[[ DATA, beginning ]]
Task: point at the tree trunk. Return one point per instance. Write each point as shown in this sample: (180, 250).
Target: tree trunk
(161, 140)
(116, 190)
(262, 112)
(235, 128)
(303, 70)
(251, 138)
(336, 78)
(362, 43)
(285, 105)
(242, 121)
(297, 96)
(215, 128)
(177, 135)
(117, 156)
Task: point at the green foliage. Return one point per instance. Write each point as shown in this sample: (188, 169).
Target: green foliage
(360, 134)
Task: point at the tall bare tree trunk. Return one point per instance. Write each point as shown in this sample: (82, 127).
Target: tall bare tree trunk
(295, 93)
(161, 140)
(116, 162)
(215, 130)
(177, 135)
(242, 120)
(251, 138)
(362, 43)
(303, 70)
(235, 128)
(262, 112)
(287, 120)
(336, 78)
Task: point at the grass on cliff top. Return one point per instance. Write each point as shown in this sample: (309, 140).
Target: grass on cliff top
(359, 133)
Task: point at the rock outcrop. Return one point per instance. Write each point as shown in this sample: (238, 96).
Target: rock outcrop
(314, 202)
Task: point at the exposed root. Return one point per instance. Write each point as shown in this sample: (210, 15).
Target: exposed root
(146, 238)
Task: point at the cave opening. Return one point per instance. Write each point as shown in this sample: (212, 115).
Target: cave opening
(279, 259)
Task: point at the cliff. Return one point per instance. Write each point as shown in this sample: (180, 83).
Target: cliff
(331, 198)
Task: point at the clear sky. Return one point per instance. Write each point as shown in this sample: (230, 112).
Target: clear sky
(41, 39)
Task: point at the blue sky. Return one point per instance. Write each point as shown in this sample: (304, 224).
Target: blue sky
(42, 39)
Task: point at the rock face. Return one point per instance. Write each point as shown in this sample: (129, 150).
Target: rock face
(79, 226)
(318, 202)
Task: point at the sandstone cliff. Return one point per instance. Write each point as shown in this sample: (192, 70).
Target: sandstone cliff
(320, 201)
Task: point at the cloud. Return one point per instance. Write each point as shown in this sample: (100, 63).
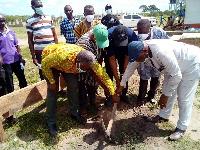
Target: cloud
(55, 7)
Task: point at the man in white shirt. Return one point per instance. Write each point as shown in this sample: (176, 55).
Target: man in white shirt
(180, 64)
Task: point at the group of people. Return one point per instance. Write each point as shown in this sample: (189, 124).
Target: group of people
(88, 44)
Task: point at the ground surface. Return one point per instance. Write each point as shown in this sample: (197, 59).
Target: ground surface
(130, 129)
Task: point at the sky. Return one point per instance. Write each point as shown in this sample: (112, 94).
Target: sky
(56, 7)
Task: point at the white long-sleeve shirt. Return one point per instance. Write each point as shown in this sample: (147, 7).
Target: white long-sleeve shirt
(178, 60)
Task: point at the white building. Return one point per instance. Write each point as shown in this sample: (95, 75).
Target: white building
(192, 13)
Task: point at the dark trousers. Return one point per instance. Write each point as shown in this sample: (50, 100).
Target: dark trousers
(3, 89)
(16, 68)
(120, 60)
(39, 59)
(84, 90)
(72, 92)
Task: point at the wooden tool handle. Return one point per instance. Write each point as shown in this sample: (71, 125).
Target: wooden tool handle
(112, 117)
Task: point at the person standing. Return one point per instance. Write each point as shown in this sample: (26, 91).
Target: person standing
(12, 60)
(180, 64)
(146, 32)
(41, 32)
(93, 41)
(119, 37)
(67, 26)
(109, 20)
(88, 23)
(162, 20)
(82, 28)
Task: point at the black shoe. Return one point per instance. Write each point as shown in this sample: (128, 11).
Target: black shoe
(108, 102)
(178, 133)
(157, 119)
(52, 130)
(125, 99)
(79, 119)
(12, 120)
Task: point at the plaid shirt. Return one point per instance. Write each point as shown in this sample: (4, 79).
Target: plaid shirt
(66, 29)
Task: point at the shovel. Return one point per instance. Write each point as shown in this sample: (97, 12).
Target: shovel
(110, 122)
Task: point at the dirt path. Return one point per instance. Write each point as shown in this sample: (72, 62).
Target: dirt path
(193, 129)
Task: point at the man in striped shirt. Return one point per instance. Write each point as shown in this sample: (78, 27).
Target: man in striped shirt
(67, 26)
(41, 32)
(86, 24)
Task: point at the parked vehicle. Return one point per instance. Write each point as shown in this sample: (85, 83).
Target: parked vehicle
(131, 20)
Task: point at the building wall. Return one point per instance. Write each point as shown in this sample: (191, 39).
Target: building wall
(192, 13)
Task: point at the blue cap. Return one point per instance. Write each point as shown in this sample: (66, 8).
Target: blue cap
(134, 49)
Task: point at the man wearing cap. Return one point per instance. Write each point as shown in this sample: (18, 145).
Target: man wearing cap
(119, 37)
(67, 26)
(146, 32)
(88, 23)
(69, 60)
(180, 64)
(109, 20)
(12, 61)
(93, 41)
(41, 32)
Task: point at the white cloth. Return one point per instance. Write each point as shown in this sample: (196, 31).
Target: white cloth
(180, 63)
(185, 101)
(174, 59)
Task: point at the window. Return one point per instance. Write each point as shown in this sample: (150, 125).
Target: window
(127, 17)
(136, 17)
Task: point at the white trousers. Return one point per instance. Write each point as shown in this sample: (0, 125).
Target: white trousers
(185, 94)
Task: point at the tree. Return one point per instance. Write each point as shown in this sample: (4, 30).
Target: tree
(153, 8)
(144, 8)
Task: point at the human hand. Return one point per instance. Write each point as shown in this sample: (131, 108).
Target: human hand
(115, 98)
(35, 61)
(53, 87)
(119, 90)
(23, 61)
(163, 101)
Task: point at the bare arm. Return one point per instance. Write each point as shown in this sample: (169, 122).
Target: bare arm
(1, 60)
(54, 35)
(20, 54)
(31, 47)
(126, 61)
(113, 66)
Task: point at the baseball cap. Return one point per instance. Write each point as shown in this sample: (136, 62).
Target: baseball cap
(101, 35)
(134, 49)
(108, 6)
(120, 35)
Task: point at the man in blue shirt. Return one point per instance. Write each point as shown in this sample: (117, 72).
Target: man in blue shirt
(119, 38)
(67, 26)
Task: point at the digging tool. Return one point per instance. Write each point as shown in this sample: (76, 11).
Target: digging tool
(110, 122)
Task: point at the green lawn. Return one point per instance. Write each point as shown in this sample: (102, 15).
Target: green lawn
(31, 132)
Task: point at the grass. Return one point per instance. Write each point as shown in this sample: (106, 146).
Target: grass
(31, 132)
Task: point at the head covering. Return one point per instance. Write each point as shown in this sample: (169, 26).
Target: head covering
(101, 36)
(120, 36)
(108, 6)
(134, 49)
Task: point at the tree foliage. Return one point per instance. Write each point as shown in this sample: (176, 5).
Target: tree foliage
(144, 8)
(11, 18)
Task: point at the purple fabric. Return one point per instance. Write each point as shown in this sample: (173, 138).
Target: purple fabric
(8, 48)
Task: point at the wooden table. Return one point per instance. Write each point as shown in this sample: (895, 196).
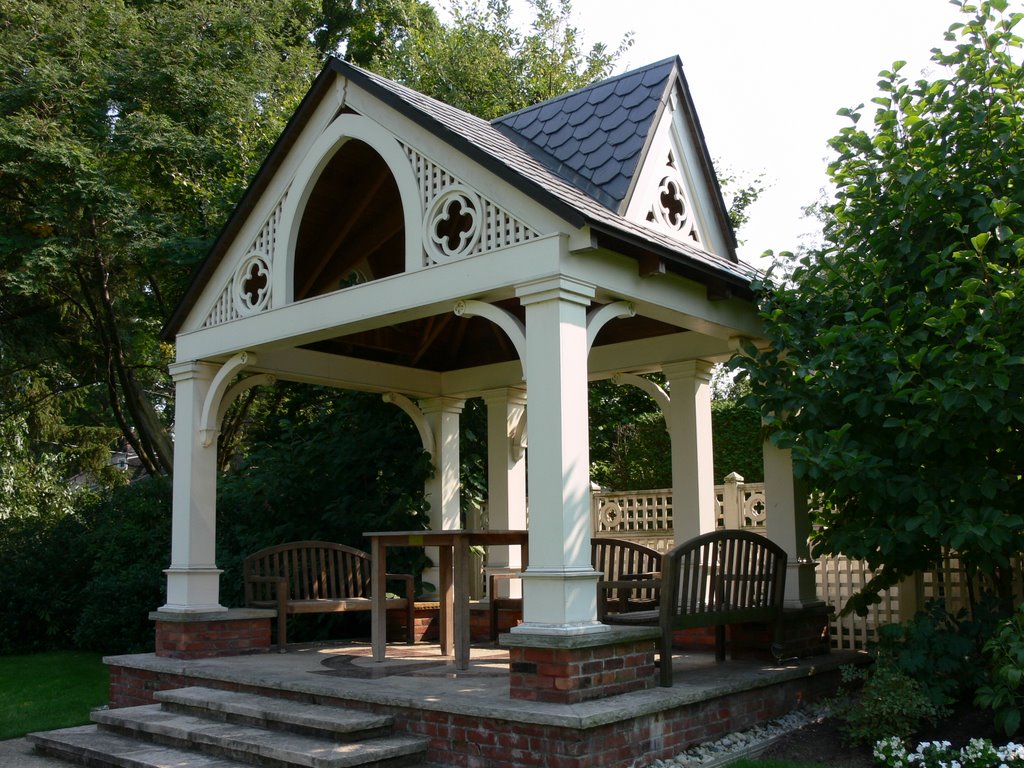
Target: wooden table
(454, 589)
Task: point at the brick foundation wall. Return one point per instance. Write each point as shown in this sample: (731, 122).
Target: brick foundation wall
(573, 675)
(225, 634)
(480, 741)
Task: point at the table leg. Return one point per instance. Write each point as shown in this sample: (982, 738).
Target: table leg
(378, 585)
(444, 593)
(462, 604)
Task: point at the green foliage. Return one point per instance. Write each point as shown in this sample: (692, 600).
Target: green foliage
(939, 650)
(895, 368)
(126, 548)
(324, 465)
(127, 132)
(482, 64)
(890, 704)
(44, 691)
(630, 449)
(1004, 690)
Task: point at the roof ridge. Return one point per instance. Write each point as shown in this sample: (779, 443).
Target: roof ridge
(590, 86)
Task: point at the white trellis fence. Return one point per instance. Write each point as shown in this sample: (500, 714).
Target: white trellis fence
(645, 516)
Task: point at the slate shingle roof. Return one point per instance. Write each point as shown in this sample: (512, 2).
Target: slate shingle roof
(493, 148)
(581, 181)
(595, 137)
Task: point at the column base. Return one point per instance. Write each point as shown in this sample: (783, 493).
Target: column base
(206, 635)
(570, 669)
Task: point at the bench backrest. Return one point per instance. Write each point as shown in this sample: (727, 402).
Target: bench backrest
(617, 559)
(725, 577)
(313, 570)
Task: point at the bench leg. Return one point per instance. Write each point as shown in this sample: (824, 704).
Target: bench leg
(665, 658)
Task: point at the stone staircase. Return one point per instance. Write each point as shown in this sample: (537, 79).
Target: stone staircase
(209, 728)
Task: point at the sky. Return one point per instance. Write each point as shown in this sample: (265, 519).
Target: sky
(767, 78)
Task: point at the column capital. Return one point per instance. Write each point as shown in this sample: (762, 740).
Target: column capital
(557, 288)
(511, 395)
(441, 404)
(192, 370)
(688, 369)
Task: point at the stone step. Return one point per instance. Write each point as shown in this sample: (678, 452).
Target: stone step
(254, 744)
(86, 744)
(276, 714)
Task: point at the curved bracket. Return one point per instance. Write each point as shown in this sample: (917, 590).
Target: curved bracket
(248, 383)
(518, 437)
(598, 318)
(659, 395)
(511, 325)
(209, 424)
(414, 413)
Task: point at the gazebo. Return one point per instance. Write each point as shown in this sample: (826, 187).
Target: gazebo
(393, 244)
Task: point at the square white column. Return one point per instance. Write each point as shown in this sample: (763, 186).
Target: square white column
(443, 489)
(193, 579)
(692, 453)
(506, 479)
(788, 524)
(560, 584)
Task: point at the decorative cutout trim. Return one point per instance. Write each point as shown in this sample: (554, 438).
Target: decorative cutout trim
(452, 208)
(249, 290)
(672, 210)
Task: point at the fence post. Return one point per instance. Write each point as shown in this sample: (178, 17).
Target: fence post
(732, 502)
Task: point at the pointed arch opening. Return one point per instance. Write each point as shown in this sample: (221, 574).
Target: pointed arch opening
(352, 228)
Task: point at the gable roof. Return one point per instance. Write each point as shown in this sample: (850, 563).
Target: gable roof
(581, 199)
(594, 137)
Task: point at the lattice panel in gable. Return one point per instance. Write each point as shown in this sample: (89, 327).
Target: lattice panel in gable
(672, 210)
(248, 292)
(458, 221)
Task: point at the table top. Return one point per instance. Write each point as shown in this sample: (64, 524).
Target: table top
(435, 538)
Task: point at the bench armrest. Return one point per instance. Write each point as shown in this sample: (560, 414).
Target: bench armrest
(631, 583)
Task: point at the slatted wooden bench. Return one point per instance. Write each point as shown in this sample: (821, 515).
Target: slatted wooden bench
(715, 580)
(628, 570)
(619, 561)
(316, 578)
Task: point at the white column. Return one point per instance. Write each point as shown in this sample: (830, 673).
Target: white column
(692, 457)
(443, 489)
(788, 525)
(506, 480)
(193, 579)
(560, 584)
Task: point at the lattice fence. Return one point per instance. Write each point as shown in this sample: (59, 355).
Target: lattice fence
(645, 516)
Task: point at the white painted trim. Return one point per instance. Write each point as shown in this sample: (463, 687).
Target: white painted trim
(209, 424)
(414, 413)
(598, 318)
(511, 325)
(344, 128)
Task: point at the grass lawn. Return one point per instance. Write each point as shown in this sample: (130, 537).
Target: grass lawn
(45, 691)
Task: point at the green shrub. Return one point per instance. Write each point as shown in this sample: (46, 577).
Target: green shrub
(889, 704)
(938, 649)
(1004, 688)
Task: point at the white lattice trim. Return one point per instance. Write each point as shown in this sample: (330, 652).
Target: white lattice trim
(248, 290)
(483, 226)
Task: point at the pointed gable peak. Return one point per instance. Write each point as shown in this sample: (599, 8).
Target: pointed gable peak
(634, 144)
(595, 137)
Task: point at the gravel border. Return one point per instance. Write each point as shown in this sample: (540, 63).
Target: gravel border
(748, 743)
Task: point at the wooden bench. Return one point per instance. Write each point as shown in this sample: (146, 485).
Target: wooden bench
(619, 561)
(629, 570)
(316, 578)
(718, 579)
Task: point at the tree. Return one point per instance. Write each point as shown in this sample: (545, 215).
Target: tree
(896, 367)
(485, 66)
(127, 130)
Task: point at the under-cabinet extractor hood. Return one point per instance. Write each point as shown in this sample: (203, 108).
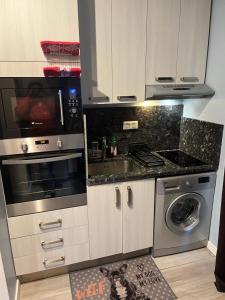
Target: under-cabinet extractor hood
(158, 92)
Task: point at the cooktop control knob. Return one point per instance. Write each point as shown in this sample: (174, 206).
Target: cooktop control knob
(24, 148)
(59, 144)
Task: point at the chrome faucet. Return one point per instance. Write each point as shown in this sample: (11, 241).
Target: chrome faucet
(104, 146)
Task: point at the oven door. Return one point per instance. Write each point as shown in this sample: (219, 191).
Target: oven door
(44, 182)
(32, 112)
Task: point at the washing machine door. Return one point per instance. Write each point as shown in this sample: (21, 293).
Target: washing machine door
(183, 214)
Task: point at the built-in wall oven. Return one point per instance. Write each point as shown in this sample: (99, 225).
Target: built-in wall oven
(41, 144)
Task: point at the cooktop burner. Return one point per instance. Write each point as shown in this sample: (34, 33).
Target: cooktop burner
(180, 158)
(143, 154)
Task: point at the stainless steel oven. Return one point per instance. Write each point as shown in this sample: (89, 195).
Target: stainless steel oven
(32, 107)
(41, 144)
(42, 182)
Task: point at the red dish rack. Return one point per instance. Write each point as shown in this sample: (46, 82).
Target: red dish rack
(60, 48)
(57, 72)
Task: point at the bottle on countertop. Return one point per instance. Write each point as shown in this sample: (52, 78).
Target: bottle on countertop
(113, 147)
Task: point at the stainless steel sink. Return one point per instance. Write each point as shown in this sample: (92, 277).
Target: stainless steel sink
(112, 167)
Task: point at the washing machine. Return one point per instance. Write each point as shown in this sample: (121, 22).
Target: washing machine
(183, 209)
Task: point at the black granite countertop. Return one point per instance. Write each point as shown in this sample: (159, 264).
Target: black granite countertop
(168, 169)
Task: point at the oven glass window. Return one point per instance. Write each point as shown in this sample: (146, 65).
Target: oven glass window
(36, 181)
(31, 110)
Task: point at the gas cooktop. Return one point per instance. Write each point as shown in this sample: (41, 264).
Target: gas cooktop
(143, 154)
(180, 158)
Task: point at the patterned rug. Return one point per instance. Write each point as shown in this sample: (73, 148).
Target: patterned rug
(134, 279)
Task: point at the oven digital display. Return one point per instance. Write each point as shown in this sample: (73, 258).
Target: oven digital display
(42, 142)
(203, 179)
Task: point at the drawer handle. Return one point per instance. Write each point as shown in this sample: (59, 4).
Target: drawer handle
(189, 79)
(124, 98)
(48, 262)
(164, 79)
(130, 197)
(100, 99)
(118, 202)
(51, 244)
(48, 225)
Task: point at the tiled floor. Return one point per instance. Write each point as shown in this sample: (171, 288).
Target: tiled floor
(190, 274)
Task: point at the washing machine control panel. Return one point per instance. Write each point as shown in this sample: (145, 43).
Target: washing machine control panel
(204, 179)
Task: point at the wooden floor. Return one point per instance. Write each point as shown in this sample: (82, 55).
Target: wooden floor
(190, 275)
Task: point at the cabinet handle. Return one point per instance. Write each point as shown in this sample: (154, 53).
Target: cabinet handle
(61, 108)
(164, 79)
(51, 244)
(130, 196)
(100, 99)
(189, 79)
(57, 223)
(124, 98)
(118, 202)
(48, 262)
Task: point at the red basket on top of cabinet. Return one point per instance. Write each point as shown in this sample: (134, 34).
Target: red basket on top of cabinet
(60, 48)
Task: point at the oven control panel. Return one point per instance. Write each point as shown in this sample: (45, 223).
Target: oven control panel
(73, 110)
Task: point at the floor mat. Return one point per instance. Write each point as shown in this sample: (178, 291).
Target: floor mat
(134, 279)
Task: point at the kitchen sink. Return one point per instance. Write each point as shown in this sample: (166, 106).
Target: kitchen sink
(112, 167)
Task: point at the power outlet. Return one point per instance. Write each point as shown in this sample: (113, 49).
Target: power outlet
(128, 125)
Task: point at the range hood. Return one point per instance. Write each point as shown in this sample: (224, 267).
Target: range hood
(181, 91)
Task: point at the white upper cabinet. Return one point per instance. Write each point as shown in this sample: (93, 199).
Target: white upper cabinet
(25, 23)
(193, 40)
(96, 50)
(177, 41)
(128, 49)
(162, 41)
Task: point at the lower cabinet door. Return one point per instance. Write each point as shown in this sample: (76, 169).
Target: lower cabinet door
(138, 214)
(105, 220)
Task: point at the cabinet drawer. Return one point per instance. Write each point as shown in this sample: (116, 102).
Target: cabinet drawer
(49, 260)
(49, 241)
(47, 221)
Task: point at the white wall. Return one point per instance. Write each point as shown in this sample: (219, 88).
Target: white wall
(3, 286)
(213, 110)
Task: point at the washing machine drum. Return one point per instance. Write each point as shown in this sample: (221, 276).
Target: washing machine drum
(183, 214)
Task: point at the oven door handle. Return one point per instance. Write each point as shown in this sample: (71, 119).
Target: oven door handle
(61, 107)
(40, 160)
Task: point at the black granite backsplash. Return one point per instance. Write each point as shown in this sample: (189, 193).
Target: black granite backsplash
(159, 126)
(201, 139)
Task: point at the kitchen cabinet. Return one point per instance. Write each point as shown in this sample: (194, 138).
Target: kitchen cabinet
(96, 50)
(113, 47)
(193, 41)
(177, 41)
(120, 217)
(162, 40)
(105, 220)
(128, 49)
(50, 239)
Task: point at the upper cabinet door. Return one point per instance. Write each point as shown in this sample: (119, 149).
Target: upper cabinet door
(96, 50)
(138, 214)
(162, 41)
(25, 23)
(129, 49)
(193, 40)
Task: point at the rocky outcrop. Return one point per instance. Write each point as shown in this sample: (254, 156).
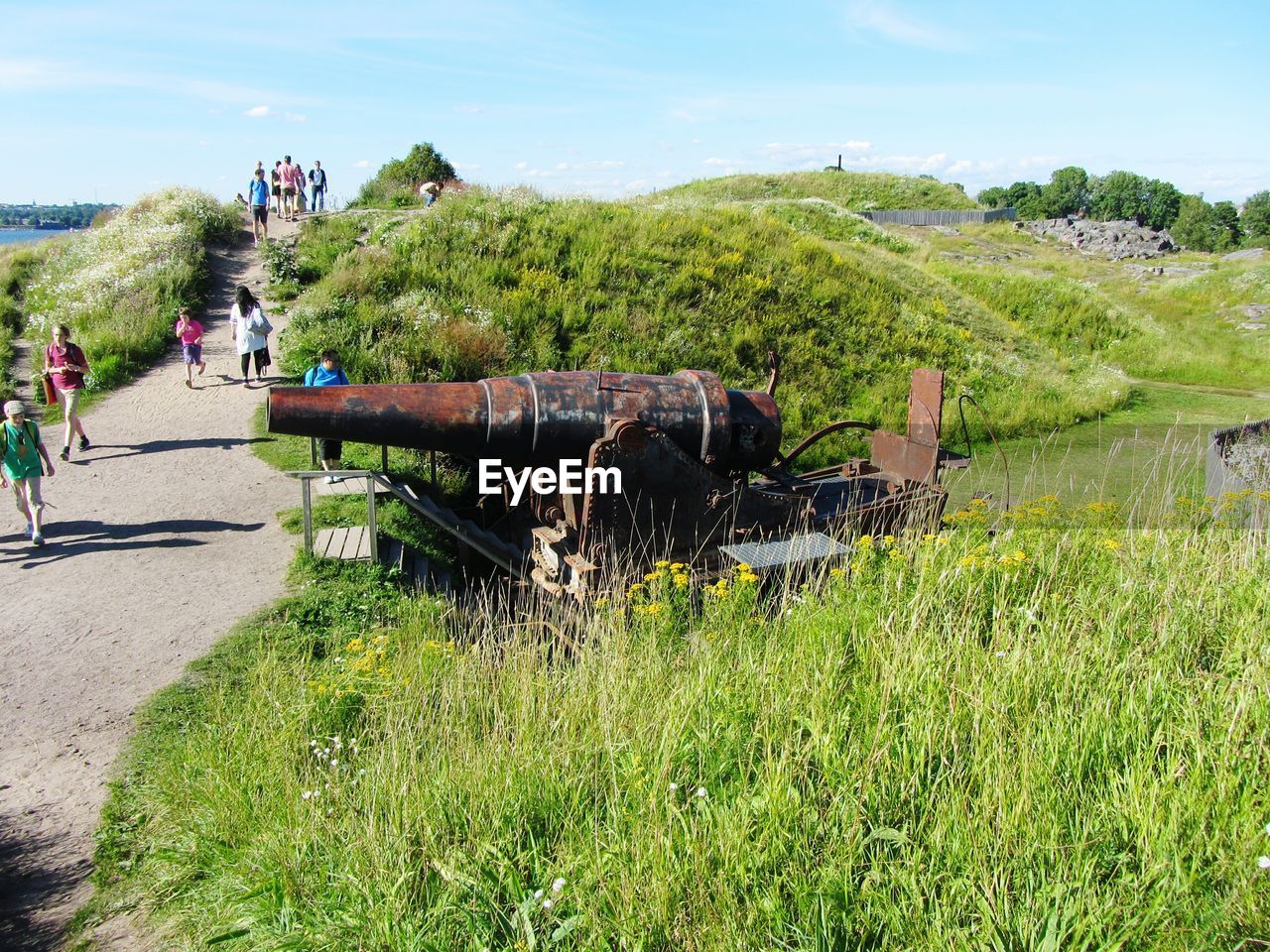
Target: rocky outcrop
(1105, 239)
[[ DATA, end ]]
WHAT THE EXERCISE ASKS —
Transcribe, exactly and without additions, the lines of the records above, beginning with the line that contains "Task: point at the plaid" and ending with the line that contains "Task: point at the window.", both included.

SOLUTION —
Task: point at the plaid shirt. Return one point per instance. Write each point as shown in this sample: (4, 79).
Target: plaid shirt
(66, 29)
Task: point at the shovel. Return one point per instance. Write each point as shown in this sample: (97, 12).
Target: shovel
(110, 122)
Task: point at the dirt path. Return one point per instance. Write each point as shown in this sample: (72, 62).
Target: dirt path
(193, 129)
Task: point at the man in striped shirt. Return one point per instance. Write each point as shown in this sample: (78, 27).
Target: man in striped shirt
(67, 26)
(41, 32)
(86, 24)
Task: point at the parked vehicle. Return one point per instance. Write each point as shown in this sample: (85, 83).
Target: parked vehicle
(131, 20)
Task: point at the building wall. Return one point per instance. Write each point as shown in this sample: (191, 39).
Target: building wall
(192, 13)
Task: point at the blue cap. Return one point per instance. Write each point as shown in this sample: (66, 8).
Target: blue cap
(134, 49)
Task: point at the man wearing cap. Return one point per instance. Write each point as shown in this sample: (18, 145).
Target: man wearing cap
(119, 37)
(67, 26)
(146, 32)
(88, 23)
(69, 60)
(180, 64)
(109, 20)
(12, 61)
(93, 41)
(41, 32)
Task: point at the white cloth. Return one point per instance. Write each point as shown in this sample: (196, 31).
Target: white cloth
(180, 63)
(185, 101)
(174, 59)
Task: point at the window. Return one point per instance. Write each point as shown in this sample: (150, 125).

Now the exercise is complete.